Tarefa escrita 1: Indique os nomes de todas as pessoas que assinam comentários no bloco de texto, mencionando cada nome uma única vez.

Bloco de texto:
▬▬▬▬▬▬▬▬▬▬

Lembrei-me entretanto que ao tentar evitar a repetição do manjar da noite anterior (massa) fui levado a repetir o ingrediente principal do almoço do dia (arroz de peixe), mas naquele momento já não ouvia as lembranças mas sim os instintos. E que bem que sabe seguir o instinto de quando em vez. Olhei para o relógio e reparei que enquanto ainda estava a meio do meu risotto, ainda faltava algum tempo para o início das sessões de cinema, mas estava tudo a saber tão bem que resolvi fugir ao regresso à rotina e aproveitar para fazer as coisas sem pressas. Passada que estava a degustação, veio o sacrifício de limpar a cozinha e lavar a loiça... mas com um pouco de ânimo ganho com tudo o que me trouxe até aqui, uma pitada de força de vontade para levantar do sofá, ponho as mãos na água e trato do assunto celeremente. O cinema fica para outra oportunidade. E a noite de sono será melhor com um estômago bem tratado, as papilas satisfeitas e o instinto realizado.

9 comentários:

Tiago disse...

Pah, eu já provei a massa...é boa...LOL

sara cacao disse...

Só tu para me tirares d'amena cavaqueira, europimba'visão à mistura e eye toy camuflado de hi5 para fugir à sucapa da sala e vir aqui até ao escritório ler o teu blog!...

Duarte disse...

Tirando a parte de não nos estares a fazer companhia e de não presenciares o desempenho europimba'visão (que ficou registado digitalmente de qualquer forma), acho muito bem que tenhas vindo ler o blog, uma vez que foi por me 'picares' que vim escrever nestes tempos de árduo trabalho!

sara cacao disse...

▬▬▬▬▬▬▬▬▬▬

Entradas de anotação de imagens

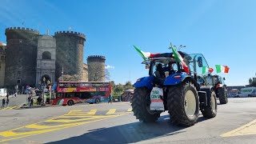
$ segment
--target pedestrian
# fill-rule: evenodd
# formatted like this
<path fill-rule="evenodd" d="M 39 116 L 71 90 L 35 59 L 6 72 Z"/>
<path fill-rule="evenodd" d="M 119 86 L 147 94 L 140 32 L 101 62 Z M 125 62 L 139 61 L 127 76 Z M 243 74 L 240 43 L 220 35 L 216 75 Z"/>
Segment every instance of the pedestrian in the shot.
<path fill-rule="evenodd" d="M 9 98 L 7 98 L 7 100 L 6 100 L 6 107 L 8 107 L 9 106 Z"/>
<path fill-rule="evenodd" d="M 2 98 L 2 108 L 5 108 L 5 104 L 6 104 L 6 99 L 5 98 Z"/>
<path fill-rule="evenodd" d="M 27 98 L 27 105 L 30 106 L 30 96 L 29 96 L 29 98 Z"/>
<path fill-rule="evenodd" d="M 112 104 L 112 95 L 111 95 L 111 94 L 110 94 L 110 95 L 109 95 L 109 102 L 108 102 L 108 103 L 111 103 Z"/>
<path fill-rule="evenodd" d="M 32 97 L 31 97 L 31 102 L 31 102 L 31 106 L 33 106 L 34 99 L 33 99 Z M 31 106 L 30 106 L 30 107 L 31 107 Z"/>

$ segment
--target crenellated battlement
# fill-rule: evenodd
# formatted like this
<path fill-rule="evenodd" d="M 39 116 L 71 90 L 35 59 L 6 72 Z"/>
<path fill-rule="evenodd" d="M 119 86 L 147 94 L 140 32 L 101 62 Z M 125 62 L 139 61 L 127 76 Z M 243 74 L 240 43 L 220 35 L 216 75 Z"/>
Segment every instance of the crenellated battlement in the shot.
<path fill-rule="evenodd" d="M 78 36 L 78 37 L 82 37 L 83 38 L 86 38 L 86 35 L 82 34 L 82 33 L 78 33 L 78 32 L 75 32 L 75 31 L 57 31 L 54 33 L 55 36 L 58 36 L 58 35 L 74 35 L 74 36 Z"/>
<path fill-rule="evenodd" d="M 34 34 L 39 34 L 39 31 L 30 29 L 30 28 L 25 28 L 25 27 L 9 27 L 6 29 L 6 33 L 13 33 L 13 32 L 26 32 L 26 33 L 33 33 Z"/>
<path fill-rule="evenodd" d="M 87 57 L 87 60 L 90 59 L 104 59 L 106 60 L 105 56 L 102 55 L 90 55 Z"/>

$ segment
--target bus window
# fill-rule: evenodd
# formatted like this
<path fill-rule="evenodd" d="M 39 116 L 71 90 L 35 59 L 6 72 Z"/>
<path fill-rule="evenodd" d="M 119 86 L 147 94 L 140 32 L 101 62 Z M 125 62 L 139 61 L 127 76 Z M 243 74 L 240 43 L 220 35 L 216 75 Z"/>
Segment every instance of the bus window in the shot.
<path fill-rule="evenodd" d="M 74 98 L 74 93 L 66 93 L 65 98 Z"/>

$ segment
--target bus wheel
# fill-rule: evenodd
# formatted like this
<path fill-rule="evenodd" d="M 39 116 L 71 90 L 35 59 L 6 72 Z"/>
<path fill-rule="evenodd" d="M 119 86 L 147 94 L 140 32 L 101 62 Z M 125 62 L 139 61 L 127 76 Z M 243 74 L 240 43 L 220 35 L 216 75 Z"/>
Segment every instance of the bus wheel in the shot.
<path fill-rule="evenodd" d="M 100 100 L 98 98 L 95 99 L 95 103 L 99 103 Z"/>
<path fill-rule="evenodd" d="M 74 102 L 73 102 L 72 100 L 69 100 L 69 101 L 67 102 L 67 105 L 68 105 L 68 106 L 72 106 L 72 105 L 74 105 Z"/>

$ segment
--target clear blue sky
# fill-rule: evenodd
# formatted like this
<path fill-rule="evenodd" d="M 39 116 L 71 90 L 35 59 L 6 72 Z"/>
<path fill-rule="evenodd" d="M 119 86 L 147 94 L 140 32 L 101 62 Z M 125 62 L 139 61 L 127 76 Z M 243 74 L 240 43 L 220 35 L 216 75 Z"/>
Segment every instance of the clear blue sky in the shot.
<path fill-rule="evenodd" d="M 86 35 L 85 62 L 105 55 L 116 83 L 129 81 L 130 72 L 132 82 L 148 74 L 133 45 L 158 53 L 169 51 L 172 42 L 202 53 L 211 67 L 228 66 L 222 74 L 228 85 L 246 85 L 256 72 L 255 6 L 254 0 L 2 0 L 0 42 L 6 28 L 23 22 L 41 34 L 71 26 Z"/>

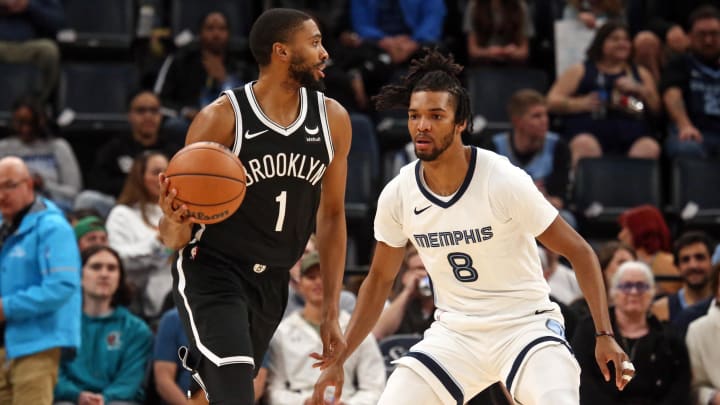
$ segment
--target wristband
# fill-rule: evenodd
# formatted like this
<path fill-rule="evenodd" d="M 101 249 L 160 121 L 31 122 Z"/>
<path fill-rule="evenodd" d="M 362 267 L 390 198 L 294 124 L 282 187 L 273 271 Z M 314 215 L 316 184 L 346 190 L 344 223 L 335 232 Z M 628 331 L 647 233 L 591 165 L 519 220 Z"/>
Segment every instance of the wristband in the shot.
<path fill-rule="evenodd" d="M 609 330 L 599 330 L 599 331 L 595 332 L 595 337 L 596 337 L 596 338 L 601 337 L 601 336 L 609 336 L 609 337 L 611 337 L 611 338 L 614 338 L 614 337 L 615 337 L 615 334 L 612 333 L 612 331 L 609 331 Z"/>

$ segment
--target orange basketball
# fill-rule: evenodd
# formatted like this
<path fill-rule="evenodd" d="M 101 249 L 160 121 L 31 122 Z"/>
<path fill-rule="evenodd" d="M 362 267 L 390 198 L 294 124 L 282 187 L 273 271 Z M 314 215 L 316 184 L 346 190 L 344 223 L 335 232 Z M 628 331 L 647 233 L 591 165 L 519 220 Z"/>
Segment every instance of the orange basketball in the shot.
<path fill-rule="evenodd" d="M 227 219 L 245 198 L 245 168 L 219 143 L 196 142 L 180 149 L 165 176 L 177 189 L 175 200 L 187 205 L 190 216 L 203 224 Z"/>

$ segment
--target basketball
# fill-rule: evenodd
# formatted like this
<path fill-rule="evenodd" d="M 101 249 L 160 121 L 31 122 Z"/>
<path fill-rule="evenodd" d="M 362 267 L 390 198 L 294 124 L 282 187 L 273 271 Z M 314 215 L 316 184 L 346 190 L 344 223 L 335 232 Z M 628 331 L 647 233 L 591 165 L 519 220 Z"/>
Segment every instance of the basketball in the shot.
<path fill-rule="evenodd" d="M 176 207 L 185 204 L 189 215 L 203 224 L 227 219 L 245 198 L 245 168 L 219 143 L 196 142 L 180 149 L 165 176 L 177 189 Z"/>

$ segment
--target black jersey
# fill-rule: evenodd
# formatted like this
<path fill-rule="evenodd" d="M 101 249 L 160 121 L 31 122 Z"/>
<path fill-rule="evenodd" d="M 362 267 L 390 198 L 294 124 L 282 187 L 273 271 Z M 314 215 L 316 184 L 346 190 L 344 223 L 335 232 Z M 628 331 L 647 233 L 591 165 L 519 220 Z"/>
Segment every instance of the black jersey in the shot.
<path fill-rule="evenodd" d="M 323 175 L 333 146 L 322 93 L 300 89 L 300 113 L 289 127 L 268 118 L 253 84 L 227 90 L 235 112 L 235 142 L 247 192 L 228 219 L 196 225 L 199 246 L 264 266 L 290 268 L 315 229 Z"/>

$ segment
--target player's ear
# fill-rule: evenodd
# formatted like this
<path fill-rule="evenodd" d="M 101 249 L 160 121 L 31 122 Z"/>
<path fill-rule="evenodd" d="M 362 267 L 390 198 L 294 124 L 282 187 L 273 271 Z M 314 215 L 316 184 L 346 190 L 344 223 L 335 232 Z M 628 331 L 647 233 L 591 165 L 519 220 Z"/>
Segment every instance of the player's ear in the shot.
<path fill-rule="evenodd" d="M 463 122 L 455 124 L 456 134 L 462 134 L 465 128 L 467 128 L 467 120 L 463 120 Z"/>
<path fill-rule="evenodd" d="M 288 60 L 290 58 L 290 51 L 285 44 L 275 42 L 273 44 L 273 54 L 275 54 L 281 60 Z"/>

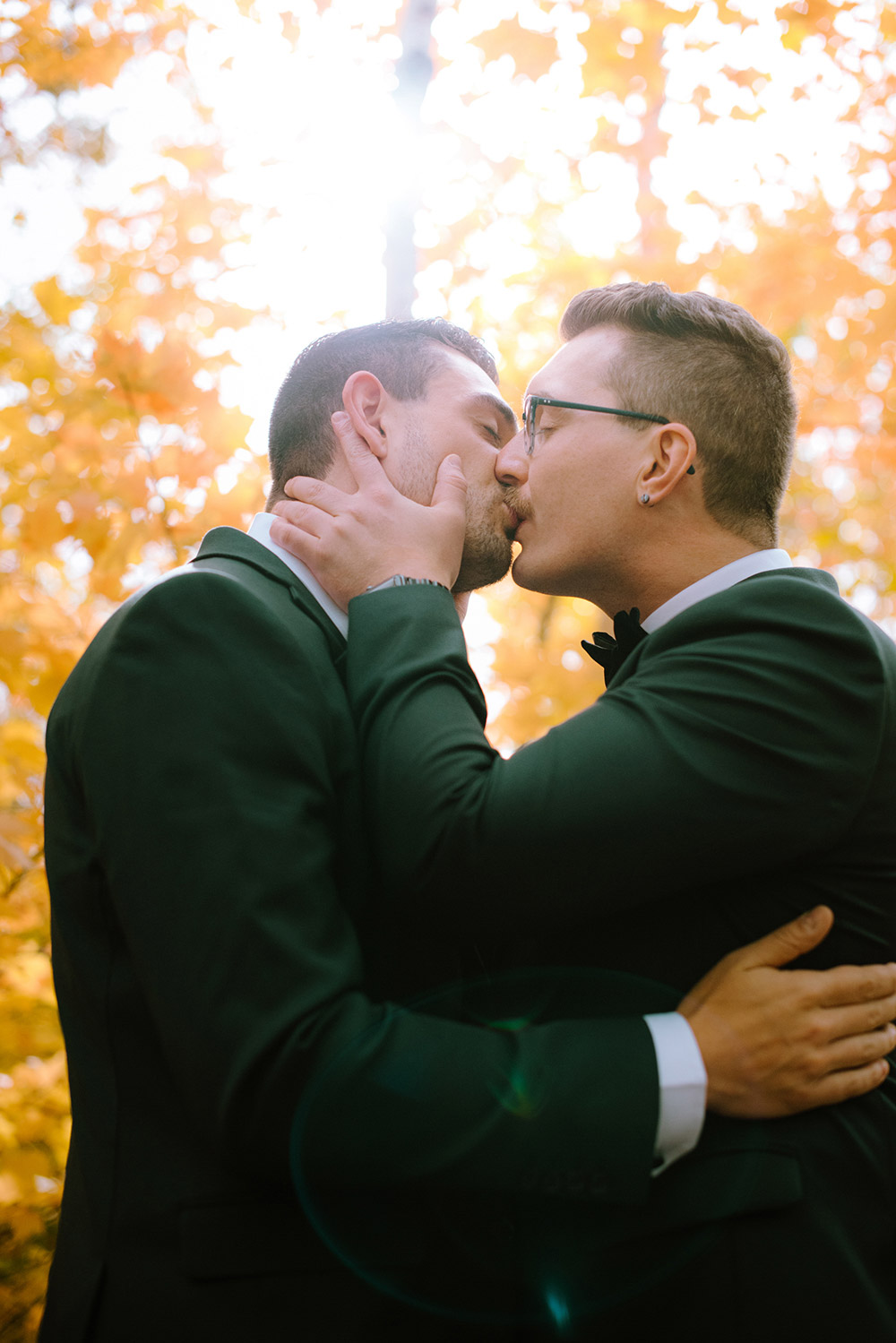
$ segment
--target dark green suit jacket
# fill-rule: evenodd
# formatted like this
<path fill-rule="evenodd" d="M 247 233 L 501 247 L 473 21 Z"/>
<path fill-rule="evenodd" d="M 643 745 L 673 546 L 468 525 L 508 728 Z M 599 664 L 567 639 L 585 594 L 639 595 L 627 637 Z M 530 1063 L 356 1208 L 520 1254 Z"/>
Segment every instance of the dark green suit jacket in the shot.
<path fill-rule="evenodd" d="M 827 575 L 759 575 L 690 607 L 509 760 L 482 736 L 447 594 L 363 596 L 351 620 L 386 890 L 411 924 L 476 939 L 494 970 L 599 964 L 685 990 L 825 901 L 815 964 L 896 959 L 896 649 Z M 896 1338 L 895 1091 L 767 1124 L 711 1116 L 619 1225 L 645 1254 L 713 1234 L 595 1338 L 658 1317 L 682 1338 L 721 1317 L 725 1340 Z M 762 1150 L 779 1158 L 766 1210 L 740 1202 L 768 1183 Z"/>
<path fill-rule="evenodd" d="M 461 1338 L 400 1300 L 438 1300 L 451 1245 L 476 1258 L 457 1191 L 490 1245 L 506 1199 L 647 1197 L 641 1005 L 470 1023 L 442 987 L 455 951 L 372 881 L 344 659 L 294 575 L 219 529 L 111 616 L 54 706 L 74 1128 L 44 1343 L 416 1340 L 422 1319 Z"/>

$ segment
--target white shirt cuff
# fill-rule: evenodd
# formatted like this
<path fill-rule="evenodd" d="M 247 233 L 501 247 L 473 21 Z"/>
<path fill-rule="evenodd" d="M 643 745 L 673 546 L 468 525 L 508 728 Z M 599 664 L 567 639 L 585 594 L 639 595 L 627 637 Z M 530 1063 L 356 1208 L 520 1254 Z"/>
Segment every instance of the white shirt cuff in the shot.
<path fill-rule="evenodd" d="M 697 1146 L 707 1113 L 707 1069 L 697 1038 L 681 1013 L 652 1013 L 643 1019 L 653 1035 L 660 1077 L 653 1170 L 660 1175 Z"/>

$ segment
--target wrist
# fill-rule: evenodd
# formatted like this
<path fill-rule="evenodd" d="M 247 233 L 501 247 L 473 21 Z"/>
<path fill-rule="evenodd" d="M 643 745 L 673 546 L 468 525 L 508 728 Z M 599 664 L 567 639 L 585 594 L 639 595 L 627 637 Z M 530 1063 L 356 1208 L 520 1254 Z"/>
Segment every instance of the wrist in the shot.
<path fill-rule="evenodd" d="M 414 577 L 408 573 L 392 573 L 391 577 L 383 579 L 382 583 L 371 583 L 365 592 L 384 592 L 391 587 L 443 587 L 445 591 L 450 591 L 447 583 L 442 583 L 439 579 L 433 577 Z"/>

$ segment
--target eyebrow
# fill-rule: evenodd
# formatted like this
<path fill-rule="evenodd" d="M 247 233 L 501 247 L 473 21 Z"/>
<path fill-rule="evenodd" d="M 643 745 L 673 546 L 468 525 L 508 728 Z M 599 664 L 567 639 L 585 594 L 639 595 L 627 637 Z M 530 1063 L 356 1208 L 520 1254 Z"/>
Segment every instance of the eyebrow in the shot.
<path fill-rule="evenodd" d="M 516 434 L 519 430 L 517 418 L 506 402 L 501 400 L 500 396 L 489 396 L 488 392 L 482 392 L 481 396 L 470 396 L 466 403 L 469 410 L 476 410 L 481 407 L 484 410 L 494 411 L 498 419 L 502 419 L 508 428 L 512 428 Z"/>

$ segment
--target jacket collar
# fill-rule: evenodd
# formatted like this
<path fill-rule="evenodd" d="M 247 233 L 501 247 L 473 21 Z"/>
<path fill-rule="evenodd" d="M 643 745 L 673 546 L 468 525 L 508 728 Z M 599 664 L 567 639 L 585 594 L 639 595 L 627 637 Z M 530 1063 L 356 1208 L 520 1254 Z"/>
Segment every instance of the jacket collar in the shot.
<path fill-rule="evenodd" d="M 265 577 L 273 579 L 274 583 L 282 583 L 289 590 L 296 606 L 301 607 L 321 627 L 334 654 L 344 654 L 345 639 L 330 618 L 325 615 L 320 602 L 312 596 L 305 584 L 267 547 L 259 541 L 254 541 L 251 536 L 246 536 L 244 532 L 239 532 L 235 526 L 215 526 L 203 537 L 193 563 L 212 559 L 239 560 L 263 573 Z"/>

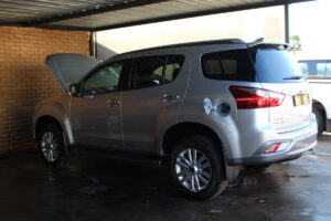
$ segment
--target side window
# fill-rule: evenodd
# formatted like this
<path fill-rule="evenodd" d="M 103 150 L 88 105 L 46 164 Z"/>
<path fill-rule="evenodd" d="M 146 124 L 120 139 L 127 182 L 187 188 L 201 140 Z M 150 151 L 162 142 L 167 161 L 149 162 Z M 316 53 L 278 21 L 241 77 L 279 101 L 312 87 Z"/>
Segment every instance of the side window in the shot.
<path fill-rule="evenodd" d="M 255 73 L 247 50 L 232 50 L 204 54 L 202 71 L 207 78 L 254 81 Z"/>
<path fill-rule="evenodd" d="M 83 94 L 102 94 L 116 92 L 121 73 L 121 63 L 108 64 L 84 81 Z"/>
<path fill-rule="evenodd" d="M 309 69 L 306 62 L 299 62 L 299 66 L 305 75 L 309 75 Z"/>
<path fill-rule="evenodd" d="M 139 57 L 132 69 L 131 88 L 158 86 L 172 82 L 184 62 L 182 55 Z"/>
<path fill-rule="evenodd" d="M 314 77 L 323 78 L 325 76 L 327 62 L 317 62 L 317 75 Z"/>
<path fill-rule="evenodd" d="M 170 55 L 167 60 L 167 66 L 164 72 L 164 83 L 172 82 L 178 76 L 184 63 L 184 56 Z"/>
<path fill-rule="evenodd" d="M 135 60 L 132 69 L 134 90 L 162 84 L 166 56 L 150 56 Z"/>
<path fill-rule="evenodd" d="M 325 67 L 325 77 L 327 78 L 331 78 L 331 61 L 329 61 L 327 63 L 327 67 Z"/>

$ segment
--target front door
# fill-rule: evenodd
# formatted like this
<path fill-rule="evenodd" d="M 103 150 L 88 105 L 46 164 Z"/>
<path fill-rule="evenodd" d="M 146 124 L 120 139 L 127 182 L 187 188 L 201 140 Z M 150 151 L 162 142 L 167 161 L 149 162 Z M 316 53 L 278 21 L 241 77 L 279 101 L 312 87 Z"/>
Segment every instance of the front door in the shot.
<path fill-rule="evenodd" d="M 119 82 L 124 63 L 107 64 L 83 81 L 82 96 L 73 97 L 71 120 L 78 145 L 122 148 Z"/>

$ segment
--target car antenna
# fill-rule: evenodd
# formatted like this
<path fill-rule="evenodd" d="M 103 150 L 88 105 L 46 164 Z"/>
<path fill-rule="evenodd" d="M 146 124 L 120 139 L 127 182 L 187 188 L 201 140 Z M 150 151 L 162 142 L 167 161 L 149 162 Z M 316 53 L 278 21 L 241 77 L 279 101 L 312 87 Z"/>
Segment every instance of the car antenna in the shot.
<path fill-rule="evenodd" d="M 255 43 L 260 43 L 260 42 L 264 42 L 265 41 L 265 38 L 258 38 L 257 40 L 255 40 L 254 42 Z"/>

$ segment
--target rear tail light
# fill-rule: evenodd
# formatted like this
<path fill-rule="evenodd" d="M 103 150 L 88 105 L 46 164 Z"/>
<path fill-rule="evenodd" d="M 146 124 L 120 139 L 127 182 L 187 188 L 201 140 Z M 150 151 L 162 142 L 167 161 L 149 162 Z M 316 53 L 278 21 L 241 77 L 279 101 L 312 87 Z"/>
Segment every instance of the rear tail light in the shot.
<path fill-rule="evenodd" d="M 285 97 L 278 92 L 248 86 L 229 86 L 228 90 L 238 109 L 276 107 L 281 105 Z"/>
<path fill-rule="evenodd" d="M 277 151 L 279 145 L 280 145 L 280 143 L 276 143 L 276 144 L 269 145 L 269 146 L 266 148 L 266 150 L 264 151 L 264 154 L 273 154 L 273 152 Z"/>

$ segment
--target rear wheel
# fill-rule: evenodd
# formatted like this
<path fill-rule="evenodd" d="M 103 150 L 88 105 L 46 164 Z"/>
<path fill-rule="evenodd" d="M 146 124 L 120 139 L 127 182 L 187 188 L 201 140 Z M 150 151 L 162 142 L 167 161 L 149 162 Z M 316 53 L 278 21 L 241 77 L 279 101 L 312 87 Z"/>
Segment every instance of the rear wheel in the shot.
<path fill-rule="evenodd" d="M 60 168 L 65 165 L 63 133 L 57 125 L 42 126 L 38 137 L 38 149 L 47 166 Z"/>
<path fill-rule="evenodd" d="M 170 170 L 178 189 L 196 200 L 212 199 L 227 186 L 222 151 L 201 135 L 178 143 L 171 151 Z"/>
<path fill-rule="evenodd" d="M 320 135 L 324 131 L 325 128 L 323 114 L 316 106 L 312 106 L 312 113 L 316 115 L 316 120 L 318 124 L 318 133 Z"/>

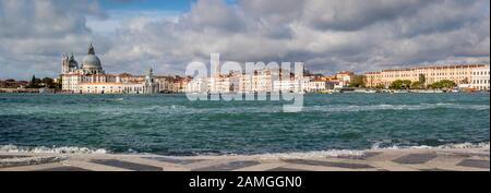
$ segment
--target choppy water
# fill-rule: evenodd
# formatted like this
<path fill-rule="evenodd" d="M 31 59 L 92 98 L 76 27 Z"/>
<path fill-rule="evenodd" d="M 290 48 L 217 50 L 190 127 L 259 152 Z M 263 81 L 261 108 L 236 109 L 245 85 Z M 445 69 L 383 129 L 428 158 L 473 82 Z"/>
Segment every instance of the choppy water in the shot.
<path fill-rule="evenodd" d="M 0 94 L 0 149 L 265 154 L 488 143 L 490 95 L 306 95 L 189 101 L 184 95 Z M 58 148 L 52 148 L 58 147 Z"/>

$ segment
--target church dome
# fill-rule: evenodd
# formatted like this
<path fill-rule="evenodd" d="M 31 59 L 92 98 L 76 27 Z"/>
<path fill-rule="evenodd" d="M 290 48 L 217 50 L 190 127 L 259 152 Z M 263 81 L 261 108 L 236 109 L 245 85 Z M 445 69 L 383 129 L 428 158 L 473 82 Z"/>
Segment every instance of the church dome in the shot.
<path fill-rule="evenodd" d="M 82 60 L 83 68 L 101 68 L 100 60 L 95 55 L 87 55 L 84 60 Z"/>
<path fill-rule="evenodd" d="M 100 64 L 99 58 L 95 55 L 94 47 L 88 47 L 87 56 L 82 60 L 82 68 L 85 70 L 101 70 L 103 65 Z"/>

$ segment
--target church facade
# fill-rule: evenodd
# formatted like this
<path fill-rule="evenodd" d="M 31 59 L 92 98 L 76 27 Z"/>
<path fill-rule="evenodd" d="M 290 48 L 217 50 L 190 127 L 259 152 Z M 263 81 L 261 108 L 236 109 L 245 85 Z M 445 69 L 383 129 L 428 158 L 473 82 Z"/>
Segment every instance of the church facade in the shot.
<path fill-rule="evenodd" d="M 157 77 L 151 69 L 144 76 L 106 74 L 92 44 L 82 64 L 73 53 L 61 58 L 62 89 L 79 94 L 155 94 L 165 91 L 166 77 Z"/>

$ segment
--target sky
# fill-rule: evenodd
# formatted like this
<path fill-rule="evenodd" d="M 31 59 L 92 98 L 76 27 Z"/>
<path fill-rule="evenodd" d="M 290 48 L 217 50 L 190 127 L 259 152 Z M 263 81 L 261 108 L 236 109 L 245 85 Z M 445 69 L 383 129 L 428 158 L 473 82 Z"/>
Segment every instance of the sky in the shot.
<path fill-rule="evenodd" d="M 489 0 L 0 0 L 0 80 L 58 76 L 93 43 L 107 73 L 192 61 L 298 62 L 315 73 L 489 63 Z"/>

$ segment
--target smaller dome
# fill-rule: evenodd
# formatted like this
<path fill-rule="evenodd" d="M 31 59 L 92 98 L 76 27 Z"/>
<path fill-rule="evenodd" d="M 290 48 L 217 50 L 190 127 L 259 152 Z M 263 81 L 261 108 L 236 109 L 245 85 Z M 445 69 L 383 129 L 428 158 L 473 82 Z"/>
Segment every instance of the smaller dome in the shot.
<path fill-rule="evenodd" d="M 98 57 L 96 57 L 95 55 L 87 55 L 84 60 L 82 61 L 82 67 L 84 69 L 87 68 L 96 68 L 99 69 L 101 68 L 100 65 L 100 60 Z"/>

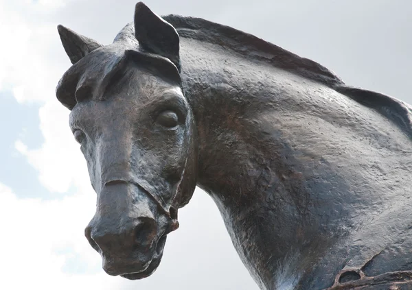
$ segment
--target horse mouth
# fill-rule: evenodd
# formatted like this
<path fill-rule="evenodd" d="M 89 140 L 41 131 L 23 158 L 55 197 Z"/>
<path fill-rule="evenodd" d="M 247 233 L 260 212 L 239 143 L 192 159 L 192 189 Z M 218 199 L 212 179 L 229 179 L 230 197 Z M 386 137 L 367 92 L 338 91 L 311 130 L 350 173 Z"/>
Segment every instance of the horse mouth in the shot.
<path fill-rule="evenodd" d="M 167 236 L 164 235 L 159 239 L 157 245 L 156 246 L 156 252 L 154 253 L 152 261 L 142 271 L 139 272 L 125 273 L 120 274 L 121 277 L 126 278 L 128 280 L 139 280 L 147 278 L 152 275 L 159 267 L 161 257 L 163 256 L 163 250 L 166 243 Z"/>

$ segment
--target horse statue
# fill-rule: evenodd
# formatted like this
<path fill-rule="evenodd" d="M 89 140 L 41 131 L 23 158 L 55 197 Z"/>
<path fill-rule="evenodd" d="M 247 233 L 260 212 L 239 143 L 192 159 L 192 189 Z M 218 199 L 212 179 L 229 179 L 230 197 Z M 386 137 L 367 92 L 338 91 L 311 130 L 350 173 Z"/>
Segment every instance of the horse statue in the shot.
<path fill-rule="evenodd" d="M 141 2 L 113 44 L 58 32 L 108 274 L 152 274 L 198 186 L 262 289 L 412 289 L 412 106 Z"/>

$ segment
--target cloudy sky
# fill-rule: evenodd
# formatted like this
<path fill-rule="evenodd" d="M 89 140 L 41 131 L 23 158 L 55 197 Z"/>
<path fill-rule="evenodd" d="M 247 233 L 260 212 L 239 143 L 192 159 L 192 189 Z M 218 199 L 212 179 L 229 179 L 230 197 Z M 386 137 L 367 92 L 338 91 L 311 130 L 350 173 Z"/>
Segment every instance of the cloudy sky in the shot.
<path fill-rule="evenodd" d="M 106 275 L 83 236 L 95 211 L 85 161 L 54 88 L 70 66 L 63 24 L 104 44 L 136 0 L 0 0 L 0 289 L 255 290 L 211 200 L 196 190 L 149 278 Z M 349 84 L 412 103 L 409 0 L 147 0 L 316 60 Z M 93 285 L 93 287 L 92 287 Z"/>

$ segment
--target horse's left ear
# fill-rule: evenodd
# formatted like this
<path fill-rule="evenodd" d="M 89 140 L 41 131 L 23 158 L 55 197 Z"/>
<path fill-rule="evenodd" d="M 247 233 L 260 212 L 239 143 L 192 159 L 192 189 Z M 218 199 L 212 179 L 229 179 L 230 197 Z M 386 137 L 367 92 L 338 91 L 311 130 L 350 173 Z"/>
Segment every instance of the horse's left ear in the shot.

▬▬▬▬▬▬▬▬▬▬

Tarefa escrita 2: Reúna todas as linhas da listagem que contêm a palavra "battlement", levando em conta a diferença entre maiúsculas e minúsculas.

Resposta 1: Tiago, sara cacao, Duarte

Resposta 2:
--target crenellated battlement
Segment every instance of the crenellated battlement in the shot.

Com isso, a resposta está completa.